• Aim of the task:
Which lines of the records contain the word "refrigerator"? Copy each one.

• Excerpted data:
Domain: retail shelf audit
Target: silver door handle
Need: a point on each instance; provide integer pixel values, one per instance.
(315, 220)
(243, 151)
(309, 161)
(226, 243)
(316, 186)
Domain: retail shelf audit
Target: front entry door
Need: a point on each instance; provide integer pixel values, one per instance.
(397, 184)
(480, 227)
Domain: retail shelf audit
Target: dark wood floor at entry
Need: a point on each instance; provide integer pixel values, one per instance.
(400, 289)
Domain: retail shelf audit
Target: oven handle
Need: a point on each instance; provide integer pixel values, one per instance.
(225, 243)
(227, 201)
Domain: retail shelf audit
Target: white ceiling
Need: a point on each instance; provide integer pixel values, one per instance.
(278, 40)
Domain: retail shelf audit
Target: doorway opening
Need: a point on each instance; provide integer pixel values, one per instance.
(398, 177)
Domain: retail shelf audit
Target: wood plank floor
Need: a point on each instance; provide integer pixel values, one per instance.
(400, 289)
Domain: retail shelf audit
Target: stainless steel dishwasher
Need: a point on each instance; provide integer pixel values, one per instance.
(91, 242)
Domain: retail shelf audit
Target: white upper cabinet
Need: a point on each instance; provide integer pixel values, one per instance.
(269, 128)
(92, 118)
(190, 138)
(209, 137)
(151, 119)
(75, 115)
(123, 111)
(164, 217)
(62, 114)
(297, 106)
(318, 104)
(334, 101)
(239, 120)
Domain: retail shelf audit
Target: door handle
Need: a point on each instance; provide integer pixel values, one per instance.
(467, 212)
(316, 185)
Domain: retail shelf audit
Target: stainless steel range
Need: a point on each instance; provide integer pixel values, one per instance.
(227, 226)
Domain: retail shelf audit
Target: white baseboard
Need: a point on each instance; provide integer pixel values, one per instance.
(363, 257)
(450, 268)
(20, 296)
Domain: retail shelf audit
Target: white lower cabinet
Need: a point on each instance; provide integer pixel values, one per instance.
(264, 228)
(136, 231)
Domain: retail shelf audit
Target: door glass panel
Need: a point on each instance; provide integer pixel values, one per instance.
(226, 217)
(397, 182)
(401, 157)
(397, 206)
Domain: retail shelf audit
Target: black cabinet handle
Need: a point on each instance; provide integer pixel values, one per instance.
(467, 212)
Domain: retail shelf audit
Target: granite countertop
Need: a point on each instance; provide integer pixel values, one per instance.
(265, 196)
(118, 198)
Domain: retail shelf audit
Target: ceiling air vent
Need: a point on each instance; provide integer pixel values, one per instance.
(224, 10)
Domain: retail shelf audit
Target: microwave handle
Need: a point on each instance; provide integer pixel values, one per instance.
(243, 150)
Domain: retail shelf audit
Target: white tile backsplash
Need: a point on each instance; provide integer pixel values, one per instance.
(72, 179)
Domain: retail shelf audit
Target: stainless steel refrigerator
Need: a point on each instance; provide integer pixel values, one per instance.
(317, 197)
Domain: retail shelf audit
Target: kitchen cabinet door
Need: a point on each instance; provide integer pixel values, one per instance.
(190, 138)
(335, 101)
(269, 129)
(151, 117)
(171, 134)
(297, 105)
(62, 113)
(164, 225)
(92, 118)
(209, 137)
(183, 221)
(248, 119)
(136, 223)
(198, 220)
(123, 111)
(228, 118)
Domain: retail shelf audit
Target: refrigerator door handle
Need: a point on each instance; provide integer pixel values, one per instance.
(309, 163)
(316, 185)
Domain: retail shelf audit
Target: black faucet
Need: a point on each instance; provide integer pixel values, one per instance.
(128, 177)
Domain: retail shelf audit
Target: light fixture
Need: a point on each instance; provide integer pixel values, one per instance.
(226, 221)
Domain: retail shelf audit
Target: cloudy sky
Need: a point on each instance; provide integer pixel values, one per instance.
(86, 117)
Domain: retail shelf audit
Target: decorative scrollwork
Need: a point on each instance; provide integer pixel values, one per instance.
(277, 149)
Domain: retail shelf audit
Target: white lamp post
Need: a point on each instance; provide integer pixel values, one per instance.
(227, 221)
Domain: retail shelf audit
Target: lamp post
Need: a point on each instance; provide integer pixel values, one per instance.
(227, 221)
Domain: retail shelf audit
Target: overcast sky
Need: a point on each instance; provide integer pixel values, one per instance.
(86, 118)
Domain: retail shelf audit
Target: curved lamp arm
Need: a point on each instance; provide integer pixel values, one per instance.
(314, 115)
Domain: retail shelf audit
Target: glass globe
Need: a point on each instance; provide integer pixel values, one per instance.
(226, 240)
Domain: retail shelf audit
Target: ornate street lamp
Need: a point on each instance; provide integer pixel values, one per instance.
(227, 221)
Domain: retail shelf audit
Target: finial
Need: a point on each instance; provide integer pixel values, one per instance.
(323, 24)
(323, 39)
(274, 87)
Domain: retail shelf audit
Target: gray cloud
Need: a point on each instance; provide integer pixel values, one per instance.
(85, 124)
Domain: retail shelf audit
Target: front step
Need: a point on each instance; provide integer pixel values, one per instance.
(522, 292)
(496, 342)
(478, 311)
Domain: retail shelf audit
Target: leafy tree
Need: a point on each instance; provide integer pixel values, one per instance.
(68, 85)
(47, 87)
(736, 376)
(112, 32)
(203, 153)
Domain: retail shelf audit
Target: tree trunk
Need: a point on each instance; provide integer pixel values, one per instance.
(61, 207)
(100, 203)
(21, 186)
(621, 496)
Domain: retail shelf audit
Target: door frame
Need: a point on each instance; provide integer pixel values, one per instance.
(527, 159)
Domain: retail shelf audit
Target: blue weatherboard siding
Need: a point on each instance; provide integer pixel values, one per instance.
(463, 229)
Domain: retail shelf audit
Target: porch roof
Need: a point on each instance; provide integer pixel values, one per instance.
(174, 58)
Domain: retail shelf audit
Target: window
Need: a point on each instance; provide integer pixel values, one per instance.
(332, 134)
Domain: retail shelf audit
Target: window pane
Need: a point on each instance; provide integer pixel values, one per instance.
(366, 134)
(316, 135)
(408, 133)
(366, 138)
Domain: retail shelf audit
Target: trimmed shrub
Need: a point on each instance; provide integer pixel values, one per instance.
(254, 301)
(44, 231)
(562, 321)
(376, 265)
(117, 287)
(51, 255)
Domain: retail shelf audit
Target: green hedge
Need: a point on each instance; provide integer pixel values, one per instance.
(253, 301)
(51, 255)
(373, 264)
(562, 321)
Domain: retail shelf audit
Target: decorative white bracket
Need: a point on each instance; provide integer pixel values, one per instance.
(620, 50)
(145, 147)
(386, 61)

• Problem solution:
Target: stainless steel refrigerator
Target: refrigerator door handle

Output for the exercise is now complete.